**WORK INSTRUCTION:** From the data below, return the exact lines starting at the line containing "box: [151, 349, 226, 432]" and ending at the line containing "360L164 375L156 378L166", both included, and nothing else.

(Records excerpted from a collection)
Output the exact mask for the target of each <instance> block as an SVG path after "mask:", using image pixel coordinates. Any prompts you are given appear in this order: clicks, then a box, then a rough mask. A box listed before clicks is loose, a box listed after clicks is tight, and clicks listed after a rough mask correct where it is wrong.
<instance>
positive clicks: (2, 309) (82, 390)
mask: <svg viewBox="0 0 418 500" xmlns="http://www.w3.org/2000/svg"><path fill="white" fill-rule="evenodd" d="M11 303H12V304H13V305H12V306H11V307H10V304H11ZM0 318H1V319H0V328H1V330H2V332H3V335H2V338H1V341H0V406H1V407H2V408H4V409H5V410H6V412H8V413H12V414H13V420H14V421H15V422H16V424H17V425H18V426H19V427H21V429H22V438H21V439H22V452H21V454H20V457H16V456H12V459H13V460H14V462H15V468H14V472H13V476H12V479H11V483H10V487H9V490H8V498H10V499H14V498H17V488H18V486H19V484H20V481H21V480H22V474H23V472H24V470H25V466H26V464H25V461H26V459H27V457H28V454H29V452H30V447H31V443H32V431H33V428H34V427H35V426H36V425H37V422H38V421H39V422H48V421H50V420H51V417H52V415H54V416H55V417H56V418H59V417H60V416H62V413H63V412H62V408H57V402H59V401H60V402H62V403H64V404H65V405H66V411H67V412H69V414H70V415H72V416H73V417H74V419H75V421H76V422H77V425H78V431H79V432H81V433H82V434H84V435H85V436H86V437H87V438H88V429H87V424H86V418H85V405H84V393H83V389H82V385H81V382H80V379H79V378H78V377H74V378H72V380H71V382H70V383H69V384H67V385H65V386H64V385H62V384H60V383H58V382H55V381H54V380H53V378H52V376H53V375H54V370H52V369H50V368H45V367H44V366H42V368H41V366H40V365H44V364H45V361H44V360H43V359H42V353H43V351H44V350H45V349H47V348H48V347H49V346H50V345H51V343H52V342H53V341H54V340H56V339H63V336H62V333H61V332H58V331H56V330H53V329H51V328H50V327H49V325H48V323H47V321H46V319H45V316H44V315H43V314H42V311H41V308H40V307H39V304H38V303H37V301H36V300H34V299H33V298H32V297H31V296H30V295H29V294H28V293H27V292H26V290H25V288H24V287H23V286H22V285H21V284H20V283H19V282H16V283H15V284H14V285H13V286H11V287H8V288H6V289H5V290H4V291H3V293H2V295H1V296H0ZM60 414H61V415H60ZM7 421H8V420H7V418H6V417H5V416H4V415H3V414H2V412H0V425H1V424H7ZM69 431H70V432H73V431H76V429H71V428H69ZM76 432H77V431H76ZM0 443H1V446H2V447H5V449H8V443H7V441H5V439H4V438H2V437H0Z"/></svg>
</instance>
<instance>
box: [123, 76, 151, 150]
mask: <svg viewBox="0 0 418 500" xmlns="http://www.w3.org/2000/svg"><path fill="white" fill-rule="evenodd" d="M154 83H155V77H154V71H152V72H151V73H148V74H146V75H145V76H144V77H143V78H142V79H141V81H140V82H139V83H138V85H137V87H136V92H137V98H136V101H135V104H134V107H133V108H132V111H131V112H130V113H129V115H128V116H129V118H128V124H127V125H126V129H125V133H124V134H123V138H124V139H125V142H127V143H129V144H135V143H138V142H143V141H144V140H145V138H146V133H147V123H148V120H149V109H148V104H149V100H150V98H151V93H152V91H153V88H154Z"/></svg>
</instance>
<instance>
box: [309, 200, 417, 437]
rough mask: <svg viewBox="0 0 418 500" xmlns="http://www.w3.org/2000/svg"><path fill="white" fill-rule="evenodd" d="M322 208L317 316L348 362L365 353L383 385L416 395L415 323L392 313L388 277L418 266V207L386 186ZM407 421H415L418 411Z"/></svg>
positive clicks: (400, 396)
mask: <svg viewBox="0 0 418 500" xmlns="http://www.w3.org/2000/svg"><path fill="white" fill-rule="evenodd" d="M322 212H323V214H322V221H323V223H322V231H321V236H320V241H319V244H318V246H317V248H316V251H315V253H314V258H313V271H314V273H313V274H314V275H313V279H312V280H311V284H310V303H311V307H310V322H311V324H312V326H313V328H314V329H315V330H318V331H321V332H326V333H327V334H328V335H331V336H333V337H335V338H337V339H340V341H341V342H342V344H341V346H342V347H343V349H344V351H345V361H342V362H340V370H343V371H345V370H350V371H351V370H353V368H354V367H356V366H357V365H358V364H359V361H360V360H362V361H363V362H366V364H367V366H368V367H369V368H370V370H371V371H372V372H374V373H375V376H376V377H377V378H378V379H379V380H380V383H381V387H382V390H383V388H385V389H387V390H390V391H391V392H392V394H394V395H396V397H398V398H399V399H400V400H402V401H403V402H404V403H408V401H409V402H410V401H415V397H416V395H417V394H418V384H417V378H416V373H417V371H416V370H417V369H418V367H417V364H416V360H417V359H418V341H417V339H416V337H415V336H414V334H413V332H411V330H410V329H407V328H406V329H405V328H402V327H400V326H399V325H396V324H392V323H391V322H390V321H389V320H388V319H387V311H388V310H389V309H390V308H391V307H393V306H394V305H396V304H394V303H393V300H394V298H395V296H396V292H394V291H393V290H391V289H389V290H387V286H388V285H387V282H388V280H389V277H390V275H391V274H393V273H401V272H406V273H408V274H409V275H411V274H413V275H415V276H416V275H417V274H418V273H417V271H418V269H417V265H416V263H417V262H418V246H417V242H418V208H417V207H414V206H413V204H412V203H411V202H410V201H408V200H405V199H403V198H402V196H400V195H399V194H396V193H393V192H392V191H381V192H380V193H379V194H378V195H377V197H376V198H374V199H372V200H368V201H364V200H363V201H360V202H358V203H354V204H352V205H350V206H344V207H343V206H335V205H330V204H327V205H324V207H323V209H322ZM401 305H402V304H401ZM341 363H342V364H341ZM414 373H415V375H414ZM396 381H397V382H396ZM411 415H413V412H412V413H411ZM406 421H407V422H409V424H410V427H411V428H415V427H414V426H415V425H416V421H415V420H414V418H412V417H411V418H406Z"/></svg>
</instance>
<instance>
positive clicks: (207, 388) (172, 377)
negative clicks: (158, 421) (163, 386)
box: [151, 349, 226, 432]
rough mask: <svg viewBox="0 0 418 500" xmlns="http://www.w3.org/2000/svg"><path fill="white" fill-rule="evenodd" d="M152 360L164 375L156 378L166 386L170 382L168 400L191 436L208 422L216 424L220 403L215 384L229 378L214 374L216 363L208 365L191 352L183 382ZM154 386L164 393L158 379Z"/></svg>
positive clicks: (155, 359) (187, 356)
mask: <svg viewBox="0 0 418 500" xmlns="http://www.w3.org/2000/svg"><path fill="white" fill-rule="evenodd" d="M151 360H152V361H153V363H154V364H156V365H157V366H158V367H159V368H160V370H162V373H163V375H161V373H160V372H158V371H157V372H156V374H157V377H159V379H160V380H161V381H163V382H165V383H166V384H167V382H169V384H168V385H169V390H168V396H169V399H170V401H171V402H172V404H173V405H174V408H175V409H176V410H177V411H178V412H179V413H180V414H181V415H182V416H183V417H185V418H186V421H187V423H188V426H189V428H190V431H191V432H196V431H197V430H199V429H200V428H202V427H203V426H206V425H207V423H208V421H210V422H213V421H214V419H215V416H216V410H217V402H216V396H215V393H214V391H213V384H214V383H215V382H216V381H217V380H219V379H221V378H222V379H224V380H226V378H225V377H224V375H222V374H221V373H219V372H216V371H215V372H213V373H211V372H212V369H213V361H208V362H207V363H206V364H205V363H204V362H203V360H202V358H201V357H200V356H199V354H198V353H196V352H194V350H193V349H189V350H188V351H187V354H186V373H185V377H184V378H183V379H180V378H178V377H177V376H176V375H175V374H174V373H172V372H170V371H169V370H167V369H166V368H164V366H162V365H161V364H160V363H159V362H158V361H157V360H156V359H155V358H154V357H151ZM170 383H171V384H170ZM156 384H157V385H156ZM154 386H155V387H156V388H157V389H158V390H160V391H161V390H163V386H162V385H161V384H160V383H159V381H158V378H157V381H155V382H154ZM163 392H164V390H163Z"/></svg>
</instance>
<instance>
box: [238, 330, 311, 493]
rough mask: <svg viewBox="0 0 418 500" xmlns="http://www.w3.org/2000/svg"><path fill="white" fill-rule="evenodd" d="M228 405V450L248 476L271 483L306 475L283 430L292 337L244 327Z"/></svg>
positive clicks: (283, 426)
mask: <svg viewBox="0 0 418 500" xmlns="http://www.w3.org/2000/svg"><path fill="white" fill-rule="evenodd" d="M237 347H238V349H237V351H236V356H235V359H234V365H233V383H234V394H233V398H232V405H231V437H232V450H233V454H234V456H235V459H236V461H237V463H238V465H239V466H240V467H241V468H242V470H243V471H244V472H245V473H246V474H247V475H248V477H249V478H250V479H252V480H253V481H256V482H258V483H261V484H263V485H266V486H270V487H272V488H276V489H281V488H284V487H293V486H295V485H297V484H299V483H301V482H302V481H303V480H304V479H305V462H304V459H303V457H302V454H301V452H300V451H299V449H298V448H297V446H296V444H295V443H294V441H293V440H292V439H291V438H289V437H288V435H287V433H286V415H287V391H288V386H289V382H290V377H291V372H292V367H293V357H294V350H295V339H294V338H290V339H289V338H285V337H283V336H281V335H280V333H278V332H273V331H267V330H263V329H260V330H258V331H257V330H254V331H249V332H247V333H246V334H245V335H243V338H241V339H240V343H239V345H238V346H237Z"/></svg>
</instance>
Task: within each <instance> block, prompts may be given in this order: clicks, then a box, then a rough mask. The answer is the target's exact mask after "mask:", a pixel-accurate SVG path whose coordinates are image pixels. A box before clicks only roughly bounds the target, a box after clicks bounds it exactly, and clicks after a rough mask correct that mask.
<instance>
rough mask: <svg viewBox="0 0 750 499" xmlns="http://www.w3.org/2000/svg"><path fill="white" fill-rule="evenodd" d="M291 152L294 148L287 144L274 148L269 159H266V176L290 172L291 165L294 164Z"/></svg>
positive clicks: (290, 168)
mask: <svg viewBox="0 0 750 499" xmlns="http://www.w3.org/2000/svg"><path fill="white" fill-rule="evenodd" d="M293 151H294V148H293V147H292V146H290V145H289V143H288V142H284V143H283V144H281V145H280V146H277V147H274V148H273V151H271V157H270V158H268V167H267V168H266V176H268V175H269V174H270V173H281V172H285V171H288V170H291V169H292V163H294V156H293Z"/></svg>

**ANSWER SPACE:**
box: [151, 349, 226, 432]
rough mask: <svg viewBox="0 0 418 500" xmlns="http://www.w3.org/2000/svg"><path fill="white" fill-rule="evenodd" d="M152 360L164 375L156 378L166 386L170 382L168 400L191 436L208 422L216 424L220 403L215 384L229 378L214 374L216 363L208 365L191 352L183 382ZM154 386L164 393L158 379Z"/></svg>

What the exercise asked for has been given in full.